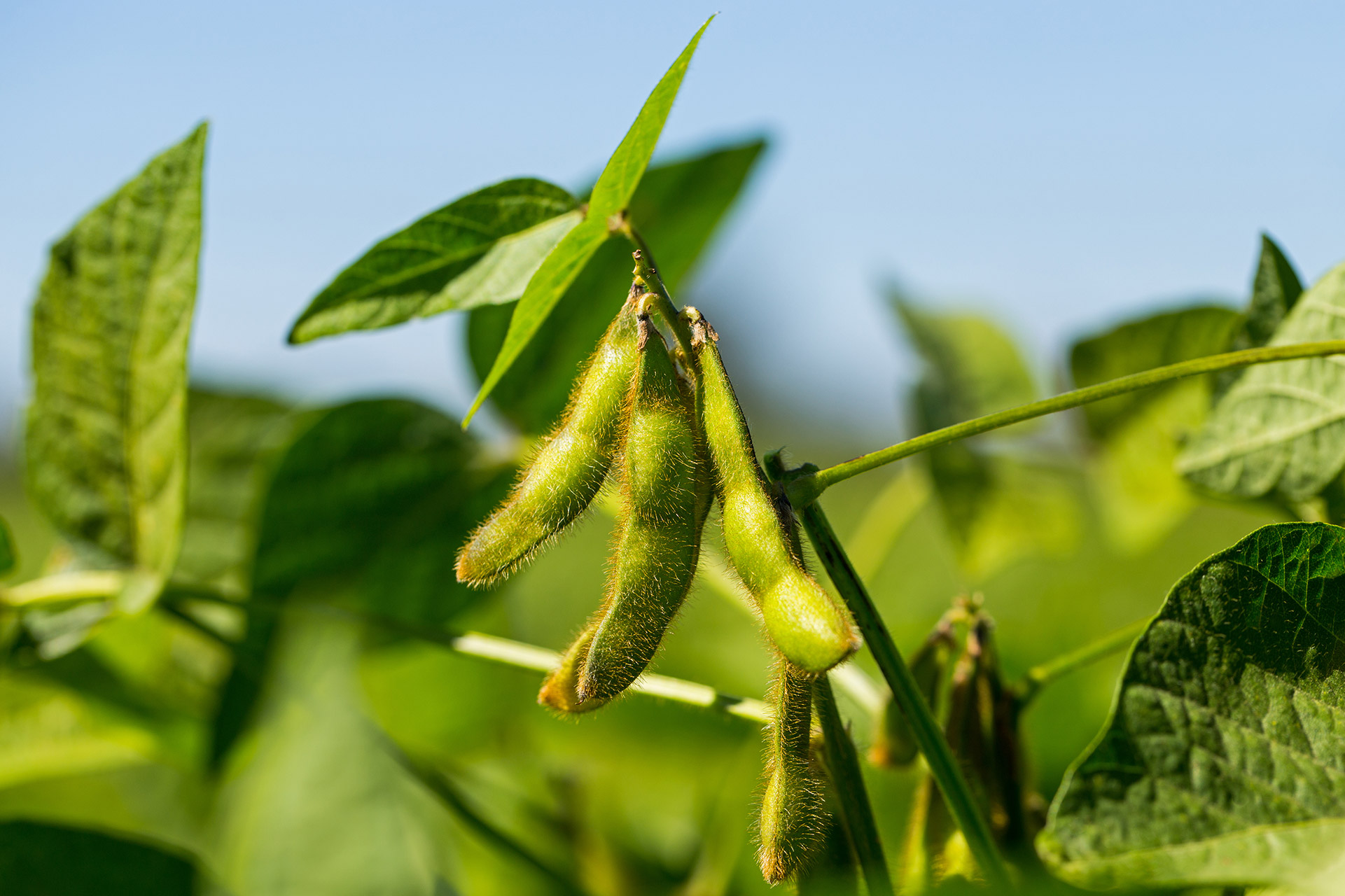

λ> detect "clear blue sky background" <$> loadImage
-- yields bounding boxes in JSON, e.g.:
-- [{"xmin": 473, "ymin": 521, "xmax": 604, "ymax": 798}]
[{"xmin": 0, "ymin": 0, "xmax": 1345, "ymax": 438}]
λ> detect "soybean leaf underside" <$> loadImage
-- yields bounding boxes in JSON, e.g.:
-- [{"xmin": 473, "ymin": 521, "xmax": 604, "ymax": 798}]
[
  {"xmin": 463, "ymin": 19, "xmax": 710, "ymax": 425},
  {"xmin": 27, "ymin": 125, "xmax": 206, "ymax": 578},
  {"xmin": 289, "ymin": 178, "xmax": 584, "ymax": 343},
  {"xmin": 1177, "ymin": 265, "xmax": 1345, "ymax": 500},
  {"xmin": 467, "ymin": 139, "xmax": 765, "ymax": 435},
  {"xmin": 1038, "ymin": 524, "xmax": 1345, "ymax": 888}
]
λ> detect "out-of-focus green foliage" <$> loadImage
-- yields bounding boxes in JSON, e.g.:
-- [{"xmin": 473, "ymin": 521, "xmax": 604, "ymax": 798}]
[
  {"xmin": 27, "ymin": 125, "xmax": 206, "ymax": 578},
  {"xmin": 289, "ymin": 178, "xmax": 584, "ymax": 343},
  {"xmin": 1041, "ymin": 524, "xmax": 1345, "ymax": 888},
  {"xmin": 892, "ymin": 295, "xmax": 1079, "ymax": 581},
  {"xmin": 1069, "ymin": 305, "xmax": 1243, "ymax": 552}
]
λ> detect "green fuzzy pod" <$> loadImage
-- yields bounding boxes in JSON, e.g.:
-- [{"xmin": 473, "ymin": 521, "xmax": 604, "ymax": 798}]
[
  {"xmin": 536, "ymin": 623, "xmax": 606, "ymax": 713},
  {"xmin": 683, "ymin": 308, "xmax": 858, "ymax": 674},
  {"xmin": 457, "ymin": 296, "xmax": 639, "ymax": 585},
  {"xmin": 869, "ymin": 623, "xmax": 954, "ymax": 768},
  {"xmin": 578, "ymin": 318, "xmax": 711, "ymax": 699},
  {"xmin": 758, "ymin": 664, "xmax": 825, "ymax": 884}
]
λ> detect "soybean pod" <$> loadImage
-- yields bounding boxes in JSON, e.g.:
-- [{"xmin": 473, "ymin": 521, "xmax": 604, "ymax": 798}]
[
  {"xmin": 578, "ymin": 314, "xmax": 710, "ymax": 701},
  {"xmin": 682, "ymin": 308, "xmax": 858, "ymax": 674},
  {"xmin": 758, "ymin": 662, "xmax": 825, "ymax": 884},
  {"xmin": 457, "ymin": 290, "xmax": 639, "ymax": 585}
]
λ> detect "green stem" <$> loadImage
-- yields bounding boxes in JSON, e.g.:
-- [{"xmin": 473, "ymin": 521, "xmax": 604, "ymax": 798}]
[
  {"xmin": 788, "ymin": 339, "xmax": 1345, "ymax": 507},
  {"xmin": 802, "ymin": 503, "xmax": 1013, "ymax": 892},
  {"xmin": 812, "ymin": 676, "xmax": 893, "ymax": 896},
  {"xmin": 622, "ymin": 220, "xmax": 695, "ymax": 365},
  {"xmin": 1014, "ymin": 619, "xmax": 1151, "ymax": 706}
]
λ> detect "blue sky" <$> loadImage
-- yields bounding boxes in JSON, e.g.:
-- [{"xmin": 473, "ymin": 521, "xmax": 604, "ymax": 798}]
[{"xmin": 0, "ymin": 0, "xmax": 1345, "ymax": 439}]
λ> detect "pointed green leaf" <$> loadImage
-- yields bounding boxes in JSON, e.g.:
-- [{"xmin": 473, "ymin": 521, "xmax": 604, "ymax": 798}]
[
  {"xmin": 463, "ymin": 16, "xmax": 713, "ymax": 426},
  {"xmin": 1038, "ymin": 524, "xmax": 1345, "ymax": 888},
  {"xmin": 214, "ymin": 400, "xmax": 513, "ymax": 762},
  {"xmin": 0, "ymin": 820, "xmax": 196, "ymax": 896},
  {"xmin": 1069, "ymin": 305, "xmax": 1244, "ymax": 553},
  {"xmin": 27, "ymin": 125, "xmax": 206, "ymax": 578},
  {"xmin": 0, "ymin": 517, "xmax": 19, "ymax": 576},
  {"xmin": 1069, "ymin": 305, "xmax": 1243, "ymax": 439},
  {"xmin": 467, "ymin": 139, "xmax": 765, "ymax": 435},
  {"xmin": 289, "ymin": 178, "xmax": 583, "ymax": 343},
  {"xmin": 1177, "ymin": 258, "xmax": 1345, "ymax": 500}
]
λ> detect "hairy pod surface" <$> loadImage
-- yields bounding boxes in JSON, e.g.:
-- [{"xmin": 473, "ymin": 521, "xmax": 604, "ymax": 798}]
[
  {"xmin": 578, "ymin": 316, "xmax": 710, "ymax": 699},
  {"xmin": 457, "ymin": 296, "xmax": 639, "ymax": 585},
  {"xmin": 683, "ymin": 308, "xmax": 858, "ymax": 674},
  {"xmin": 758, "ymin": 662, "xmax": 825, "ymax": 884},
  {"xmin": 869, "ymin": 622, "xmax": 954, "ymax": 768},
  {"xmin": 536, "ymin": 623, "xmax": 606, "ymax": 713}
]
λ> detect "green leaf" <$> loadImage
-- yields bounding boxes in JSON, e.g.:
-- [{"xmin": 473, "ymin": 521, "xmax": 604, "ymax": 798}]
[
  {"xmin": 463, "ymin": 16, "xmax": 713, "ymax": 426},
  {"xmin": 1069, "ymin": 305, "xmax": 1244, "ymax": 553},
  {"xmin": 27, "ymin": 125, "xmax": 206, "ymax": 578},
  {"xmin": 1038, "ymin": 524, "xmax": 1345, "ymax": 888},
  {"xmin": 467, "ymin": 139, "xmax": 765, "ymax": 435},
  {"xmin": 1069, "ymin": 305, "xmax": 1243, "ymax": 439},
  {"xmin": 0, "ymin": 820, "xmax": 196, "ymax": 896},
  {"xmin": 215, "ymin": 608, "xmax": 451, "ymax": 896},
  {"xmin": 289, "ymin": 178, "xmax": 583, "ymax": 343},
  {"xmin": 0, "ymin": 517, "xmax": 19, "ymax": 576},
  {"xmin": 214, "ymin": 400, "xmax": 513, "ymax": 762},
  {"xmin": 174, "ymin": 388, "xmax": 302, "ymax": 597},
  {"xmin": 1177, "ymin": 258, "xmax": 1345, "ymax": 500}
]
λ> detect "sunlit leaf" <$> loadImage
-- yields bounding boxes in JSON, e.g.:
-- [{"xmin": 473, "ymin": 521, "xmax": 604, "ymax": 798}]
[
  {"xmin": 289, "ymin": 178, "xmax": 583, "ymax": 343},
  {"xmin": 0, "ymin": 820, "xmax": 196, "ymax": 896},
  {"xmin": 1069, "ymin": 305, "xmax": 1243, "ymax": 439},
  {"xmin": 1215, "ymin": 234, "xmax": 1303, "ymax": 396},
  {"xmin": 27, "ymin": 125, "xmax": 206, "ymax": 578},
  {"xmin": 467, "ymin": 140, "xmax": 765, "ymax": 435},
  {"xmin": 214, "ymin": 400, "xmax": 511, "ymax": 760},
  {"xmin": 0, "ymin": 517, "xmax": 19, "ymax": 576},
  {"xmin": 1177, "ymin": 258, "xmax": 1345, "ymax": 500},
  {"xmin": 1038, "ymin": 524, "xmax": 1345, "ymax": 888},
  {"xmin": 1069, "ymin": 305, "xmax": 1244, "ymax": 553},
  {"xmin": 463, "ymin": 19, "xmax": 710, "ymax": 426},
  {"xmin": 215, "ymin": 611, "xmax": 448, "ymax": 896}
]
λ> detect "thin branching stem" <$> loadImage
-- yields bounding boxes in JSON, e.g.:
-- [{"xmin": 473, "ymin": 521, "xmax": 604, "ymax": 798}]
[
  {"xmin": 812, "ymin": 676, "xmax": 893, "ymax": 896},
  {"xmin": 802, "ymin": 502, "xmax": 1013, "ymax": 892},
  {"xmin": 788, "ymin": 339, "xmax": 1345, "ymax": 507},
  {"xmin": 1014, "ymin": 619, "xmax": 1151, "ymax": 706}
]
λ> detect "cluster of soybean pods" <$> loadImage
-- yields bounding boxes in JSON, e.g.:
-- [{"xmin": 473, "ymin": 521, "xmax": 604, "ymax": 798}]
[{"xmin": 457, "ymin": 253, "xmax": 860, "ymax": 883}]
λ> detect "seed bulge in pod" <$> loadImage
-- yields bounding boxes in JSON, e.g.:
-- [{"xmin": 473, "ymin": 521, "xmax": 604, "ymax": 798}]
[
  {"xmin": 578, "ymin": 310, "xmax": 709, "ymax": 699},
  {"xmin": 457, "ymin": 296, "xmax": 639, "ymax": 585},
  {"xmin": 683, "ymin": 308, "xmax": 860, "ymax": 674},
  {"xmin": 758, "ymin": 662, "xmax": 825, "ymax": 884}
]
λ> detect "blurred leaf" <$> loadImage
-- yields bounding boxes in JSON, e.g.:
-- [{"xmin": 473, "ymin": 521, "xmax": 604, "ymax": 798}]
[
  {"xmin": 0, "ymin": 822, "xmax": 196, "ymax": 896},
  {"xmin": 25, "ymin": 125, "xmax": 206, "ymax": 578},
  {"xmin": 1069, "ymin": 305, "xmax": 1244, "ymax": 553},
  {"xmin": 1177, "ymin": 259, "xmax": 1345, "ymax": 500},
  {"xmin": 0, "ymin": 517, "xmax": 19, "ymax": 576},
  {"xmin": 174, "ymin": 388, "xmax": 301, "ymax": 596},
  {"xmin": 467, "ymin": 140, "xmax": 765, "ymax": 435},
  {"xmin": 1215, "ymin": 232, "xmax": 1303, "ymax": 396},
  {"xmin": 892, "ymin": 295, "xmax": 1037, "ymax": 432},
  {"xmin": 213, "ymin": 400, "xmax": 513, "ymax": 762},
  {"xmin": 289, "ymin": 178, "xmax": 583, "ymax": 343},
  {"xmin": 892, "ymin": 295, "xmax": 1079, "ymax": 580},
  {"xmin": 1069, "ymin": 305, "xmax": 1243, "ymax": 439},
  {"xmin": 1038, "ymin": 524, "xmax": 1345, "ymax": 889},
  {"xmin": 463, "ymin": 16, "xmax": 713, "ymax": 426},
  {"xmin": 215, "ymin": 610, "xmax": 448, "ymax": 896}
]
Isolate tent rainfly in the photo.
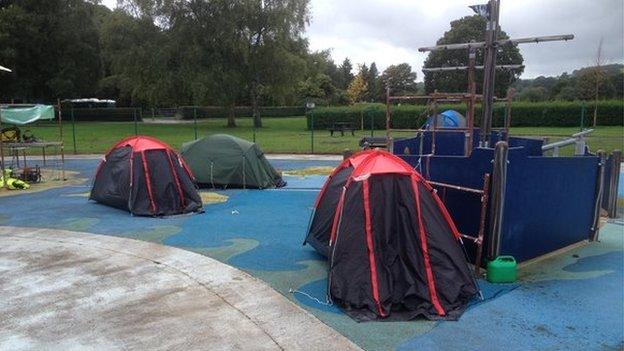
[305,150,478,321]
[181,134,286,189]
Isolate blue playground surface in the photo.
[0,159,624,350]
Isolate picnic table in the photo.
[329,122,355,136]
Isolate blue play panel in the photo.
[0,160,624,350]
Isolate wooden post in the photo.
[464,48,477,156]
[505,88,516,141]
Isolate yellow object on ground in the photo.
[0,170,30,190]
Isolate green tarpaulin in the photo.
[181,134,286,189]
[0,105,54,126]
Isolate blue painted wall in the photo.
[395,142,598,261]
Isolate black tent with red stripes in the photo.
[306,150,478,321]
[89,136,202,216]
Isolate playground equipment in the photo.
[542,129,594,157]
[386,0,621,269]
[0,104,65,188]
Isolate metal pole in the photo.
[589,150,607,241]
[310,114,314,154]
[71,103,78,155]
[607,150,622,218]
[370,109,375,138]
[132,108,139,135]
[581,101,585,131]
[464,48,477,156]
[488,141,509,261]
[431,90,438,155]
[56,99,67,180]
[480,0,500,147]
[505,88,516,141]
[193,106,197,142]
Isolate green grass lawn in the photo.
[17,117,623,154]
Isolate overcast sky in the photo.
[103,0,624,81]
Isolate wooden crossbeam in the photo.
[422,65,524,72]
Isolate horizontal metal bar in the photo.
[542,129,594,151]
[422,65,524,72]
[459,233,480,243]
[418,34,574,52]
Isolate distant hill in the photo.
[513,63,624,101]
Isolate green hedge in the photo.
[61,107,141,122]
[307,100,624,129]
[176,106,305,119]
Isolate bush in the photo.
[307,100,624,129]
[61,107,141,122]
[176,106,305,119]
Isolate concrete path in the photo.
[0,226,359,350]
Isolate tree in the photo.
[593,38,606,127]
[337,57,354,90]
[366,62,383,101]
[381,63,416,94]
[424,15,524,96]
[518,87,548,102]
[347,74,368,104]
[237,0,309,127]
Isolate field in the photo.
[22,117,623,154]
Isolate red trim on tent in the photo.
[141,151,156,214]
[167,150,186,208]
[411,177,446,316]
[314,150,378,208]
[107,135,173,154]
[329,187,349,246]
[362,179,386,317]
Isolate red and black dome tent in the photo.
[306,150,477,320]
[89,136,202,216]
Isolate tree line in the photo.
[514,64,624,102]
[0,0,623,126]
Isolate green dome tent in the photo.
[181,134,286,189]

==============================

- [Short task]: Rewrite the stretch from the line containing "Isolate concrete path in the photo." through the end of the material above as a JSON list of strings, one string for each line, leaving out blank lines.

- [Response to the task]:
[
  "Isolate concrete path in the photo.",
  "[0,226,359,350]",
  "Isolate tree in the photo.",
  "[593,38,606,127]",
  "[337,57,354,90]",
  "[366,62,383,101]",
  "[381,63,416,94]",
  "[424,15,524,96]",
  "[518,87,548,102]",
  "[347,74,368,104]",
  "[237,0,309,127]",
  "Isolate field in the photo.",
  "[22,117,623,154]",
  "Isolate red trim on tent in the photo.",
  "[141,151,156,214]",
  "[167,150,186,208]",
  "[411,177,446,316]",
  "[314,150,378,208]",
  "[107,135,173,154]",
  "[329,187,349,246]",
  "[362,179,386,317]",
  "Isolate red and black dome tent in the photo.",
  "[306,150,477,320]",
  "[89,136,202,216]",
  "Isolate tree line in the photo.",
  "[514,64,624,102]",
  "[0,0,623,126]",
  "Isolate green dome tent in the photo.",
  "[181,134,286,189]"
]